* **SET PROBLEM**:
Repeat each record exactly as written, and drop any images.

* **STORED DATA**:
========
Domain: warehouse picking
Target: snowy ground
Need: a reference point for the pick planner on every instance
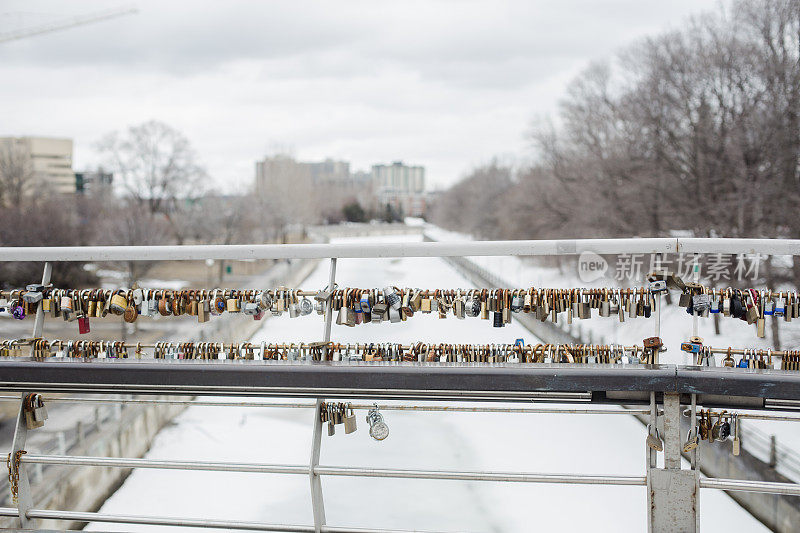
(610, 444)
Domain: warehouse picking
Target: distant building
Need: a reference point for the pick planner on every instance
(274, 175)
(331, 181)
(401, 186)
(94, 182)
(329, 171)
(50, 161)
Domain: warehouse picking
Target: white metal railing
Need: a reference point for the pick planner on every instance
(416, 249)
(668, 491)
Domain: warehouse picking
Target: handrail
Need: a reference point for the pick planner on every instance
(415, 249)
(327, 251)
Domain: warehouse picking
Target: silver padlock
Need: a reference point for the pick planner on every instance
(349, 419)
(305, 306)
(653, 439)
(378, 429)
(35, 411)
(392, 298)
(251, 308)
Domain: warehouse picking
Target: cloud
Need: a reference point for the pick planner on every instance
(445, 84)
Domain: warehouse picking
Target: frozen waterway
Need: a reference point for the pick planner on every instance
(611, 444)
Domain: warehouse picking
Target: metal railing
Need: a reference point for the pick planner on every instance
(669, 488)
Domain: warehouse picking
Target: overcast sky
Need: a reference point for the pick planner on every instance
(443, 84)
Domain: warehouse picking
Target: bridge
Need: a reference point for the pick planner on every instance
(655, 392)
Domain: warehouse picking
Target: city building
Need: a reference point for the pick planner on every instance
(274, 175)
(94, 183)
(330, 171)
(331, 181)
(49, 161)
(400, 186)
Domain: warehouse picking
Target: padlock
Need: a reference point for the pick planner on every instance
(685, 299)
(392, 298)
(35, 411)
(657, 287)
(692, 441)
(653, 439)
(251, 308)
(306, 307)
(118, 303)
(498, 319)
(349, 419)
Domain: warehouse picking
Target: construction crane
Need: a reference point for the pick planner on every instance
(67, 23)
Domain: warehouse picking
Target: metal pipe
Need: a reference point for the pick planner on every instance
(163, 521)
(527, 477)
(358, 406)
(333, 529)
(765, 487)
(124, 462)
(417, 249)
(361, 250)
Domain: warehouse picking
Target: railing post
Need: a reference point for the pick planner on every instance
========
* **RESPONSE FOR THIS EXERCISE**:
Domain: warehouse picking
Target: snowy ground
Need: a reference point for the pick planner on every instance
(610, 444)
Domain: warehouse picking
Target: distant building
Need: a reference point for the pick planner on every instance
(274, 175)
(331, 181)
(401, 186)
(94, 182)
(329, 171)
(50, 161)
Domain: warehouse picking
Target: white metal railing
Need: a reference point for the pick planner on every instance
(416, 249)
(668, 491)
Domain: warehouse picking
Target: handrail
Need: a reference point for the pick planner on every instance
(415, 249)
(327, 251)
Domain: warehouse picking
Target: silver padlock
Need: a reference point for the pick planner on every instance
(349, 419)
(305, 306)
(653, 439)
(378, 429)
(35, 411)
(392, 298)
(251, 308)
Domain: warehouse picking
Target: cloud
Need: a reference point for the pick planner on every instance
(445, 84)
Domain: warehouse picking
Target: frozen waterway
Need: a reference point for the pick planner on every instance
(611, 444)
Domain: warehouse picking
Target: metal railing
Need: a reference point for the pick planner on every instance
(669, 488)
Domain: warehouse picking
Target: overcast sky
Need: a reference point for the pick planner on every instance
(443, 84)
Domain: warehouse picking
Target: bridge
Need: a reference point for the pick planner on every instance
(655, 392)
Domain: warehouse picking
Target: city building
Need: a reference point for the pick planner on every instance
(274, 175)
(94, 183)
(330, 171)
(331, 181)
(49, 161)
(400, 186)
Domain: warehouse picking
Target: padlock
Need: a reference point for the pick planner on every instance
(685, 299)
(392, 298)
(35, 411)
(657, 287)
(692, 441)
(653, 439)
(251, 308)
(306, 307)
(118, 303)
(498, 319)
(349, 419)
Domain: warehouse picking
Target: construction crane
Need: a reference point for the pick planner on every instance
(67, 23)
Domain: warehouse picking
Target: metal pipe
Need: a reference point for the pick planner on every instance
(163, 521)
(527, 477)
(358, 406)
(333, 529)
(765, 487)
(124, 462)
(417, 249)
(361, 250)
Domain: warehouse picking
Target: railing post
Need: a reference point for the pick planner on every instance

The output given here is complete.